A run of rows:
■ ■ ■
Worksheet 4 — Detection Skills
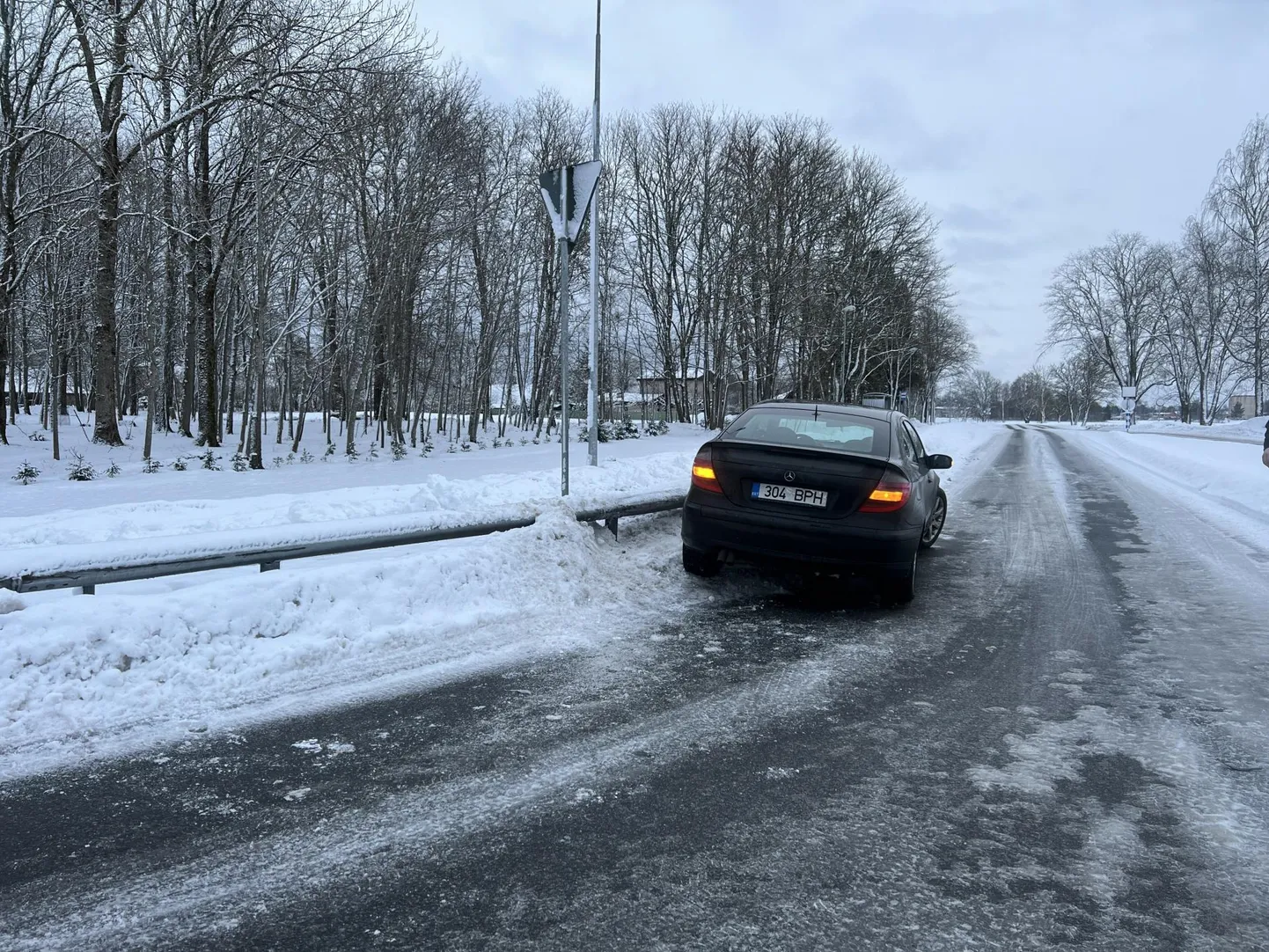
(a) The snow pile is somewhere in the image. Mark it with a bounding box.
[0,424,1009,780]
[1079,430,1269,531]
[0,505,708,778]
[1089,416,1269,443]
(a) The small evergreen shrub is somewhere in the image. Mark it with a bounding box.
■ ■ ■
Swap each "bounding box" in the rows above for "rectangle" and write the rows out again with everything else unchanged. Please leave the pictures out of your answer.

Worksheet 4 — Detection Skills
(a) The snow pile is somewhere in the image. Mark it with a rectangle.
[0,424,1009,780]
[1079,430,1269,531]
[0,505,708,778]
[1089,416,1269,443]
(a) The small evergreen shrub is somewhere in the image. Mark it with a rectangle.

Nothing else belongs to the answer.